[Extracted material]
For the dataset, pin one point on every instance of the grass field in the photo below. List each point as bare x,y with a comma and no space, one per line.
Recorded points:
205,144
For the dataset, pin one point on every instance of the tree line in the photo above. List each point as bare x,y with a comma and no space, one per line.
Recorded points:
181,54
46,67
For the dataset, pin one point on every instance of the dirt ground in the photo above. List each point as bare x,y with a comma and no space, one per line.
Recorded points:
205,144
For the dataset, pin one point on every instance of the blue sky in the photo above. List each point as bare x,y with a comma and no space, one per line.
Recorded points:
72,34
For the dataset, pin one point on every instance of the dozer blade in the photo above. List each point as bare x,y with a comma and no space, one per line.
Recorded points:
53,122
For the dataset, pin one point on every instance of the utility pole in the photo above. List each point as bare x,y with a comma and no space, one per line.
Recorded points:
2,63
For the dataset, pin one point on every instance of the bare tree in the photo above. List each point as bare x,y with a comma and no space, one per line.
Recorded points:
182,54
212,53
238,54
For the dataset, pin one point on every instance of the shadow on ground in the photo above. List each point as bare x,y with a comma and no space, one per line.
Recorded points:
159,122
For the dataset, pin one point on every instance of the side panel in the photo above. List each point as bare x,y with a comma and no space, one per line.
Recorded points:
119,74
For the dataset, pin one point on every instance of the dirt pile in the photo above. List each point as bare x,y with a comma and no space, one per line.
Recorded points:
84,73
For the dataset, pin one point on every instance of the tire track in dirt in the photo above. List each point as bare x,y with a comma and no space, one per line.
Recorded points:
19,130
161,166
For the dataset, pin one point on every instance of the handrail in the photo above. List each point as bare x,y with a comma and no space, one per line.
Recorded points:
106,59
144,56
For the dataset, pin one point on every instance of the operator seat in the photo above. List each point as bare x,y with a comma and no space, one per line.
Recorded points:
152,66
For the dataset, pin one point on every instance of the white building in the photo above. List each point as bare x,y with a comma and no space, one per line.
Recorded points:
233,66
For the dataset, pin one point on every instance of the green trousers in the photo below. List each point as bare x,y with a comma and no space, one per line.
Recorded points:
[/Extracted material]
Assignment:
What you return must match the data line for line.

Finished task:
For the dataset, pin one point on every instance of the grass field in the photo below. List each point as bare x,y with a comma and no space, one per line.
Recorded points:
205,144
For the dataset, pin one point on every instance of the tree line in the photo above. List each point as bare x,y with a comma and no space, one per line.
Recorded points:
181,54
46,67
For the dataset, pin one point on every instance of the dirt ground in the photo above. List each point as bare x,y with a comma and no space, one per line.
Recorded points:
205,144
For the dataset, pin one point on every instance of the blue sky in the photo above. List each point as bare x,y with a comma and no space, one per line.
Recorded points:
72,34
For the dataset, pin one point on every instance of the dozer blade in the photo above. List each point as bare x,y with a comma and no space, one per line.
Recorded points:
53,122
For the dataset, pin one point on every instance of the utility pole in the photo above. List each point as bare x,y with a comma and no space, one per line.
Recorded points:
2,63
For the dataset, pin one point on every instance of the bare tree in the photo above. List each point as bare x,y with a comma and no space, one per line.
Recorded points:
182,54
212,53
238,54
For the dataset, pin one point on every instance of the shadow on ground in the photo above. List each point as bare x,y with a comma and no space, one per line.
Recorded points:
159,122
For the dataset, pin one point on every instance of the side panel in the photo above. List each point as bare x,y with a comma and no space, one per line.
Recorded points:
119,74
For the dataset, pin one point on every instance of the dirt pile in the photo above. List each point as bare x,y with a comma and no space, one per line.
Recorded points:
84,73
For the dataset, pin one point on every instance of the tire track in dirt in the photo above. List each point as bare x,y with a comma and no space, one per line.
Recorded points:
19,130
161,166
For the dataset, pin one point on every instance of the handrail in the photo above. List each point as bare x,y with a comma and no space, one per line.
Recorded points:
106,59
144,56
For the dataset, pin one point on every instance of the operator seat in the photo above. List each point as bare x,y with a comma and no space, one per line.
Recorded points:
152,66
For the dataset, pin one point on every instance of the white building in the photo above. List each point as bare x,y with a comma and no space, one per line.
Recorded points:
233,66
For the dataset, pin one point on every instance of the green trousers in the photo below. List each point as bare x,y with a comma and no space, one per line.
Recorded points:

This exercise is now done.